* **EXCERPTED RECORDS**

•••••

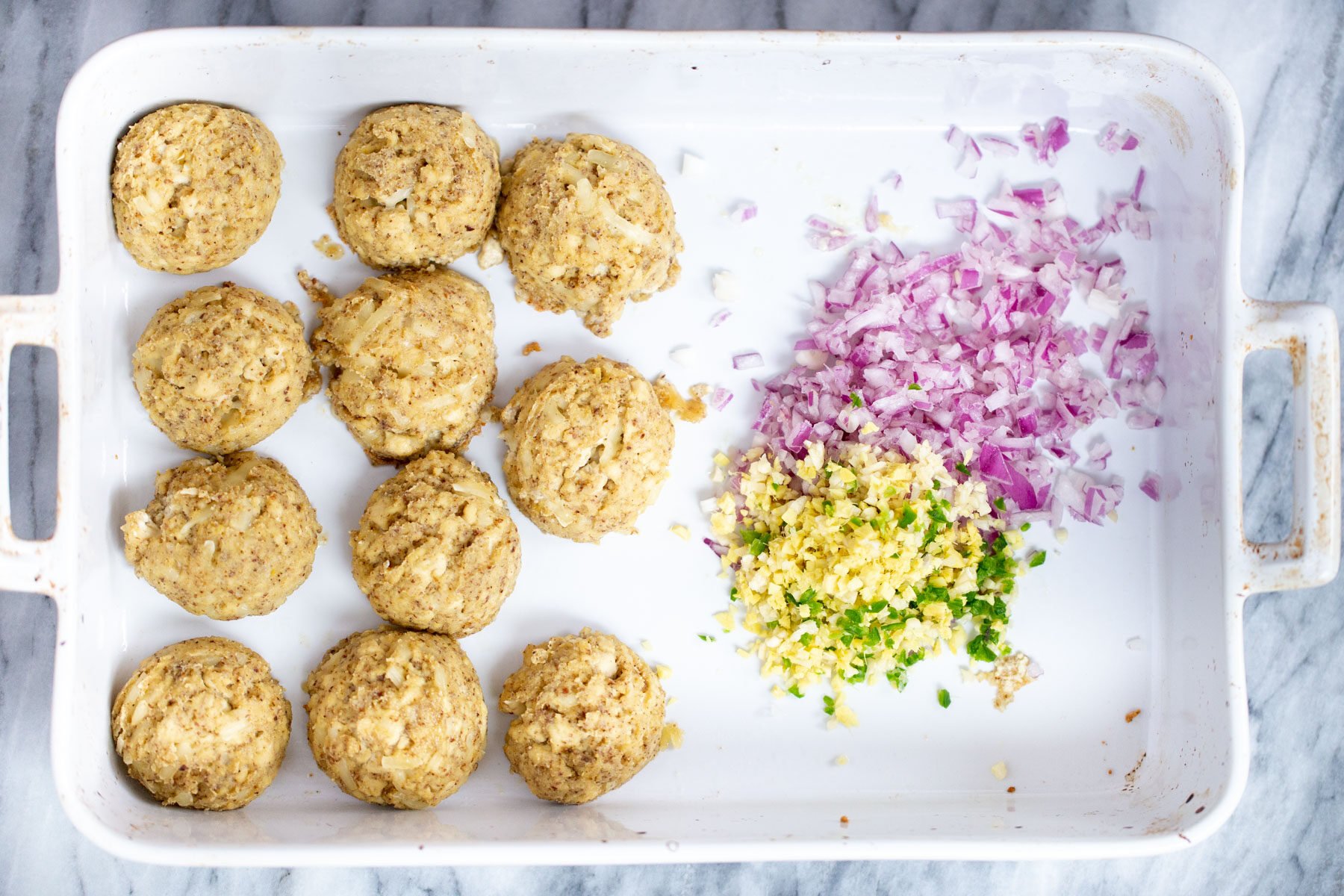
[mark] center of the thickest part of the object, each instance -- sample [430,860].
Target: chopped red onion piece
[1142,421]
[747,361]
[968,152]
[1115,140]
[1001,147]
[827,235]
[1046,141]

•••••

* **WHAT NEEDS TO BE DONE**
Reproduce all of the material exactly, apart from the pictures.

* **WORKED SOLUTION**
[mark] center of the thickest part of the object, each instance -- sample [430,860].
Target: chopped red onion piece
[1142,421]
[747,361]
[968,152]
[1115,140]
[1001,147]
[827,235]
[1046,141]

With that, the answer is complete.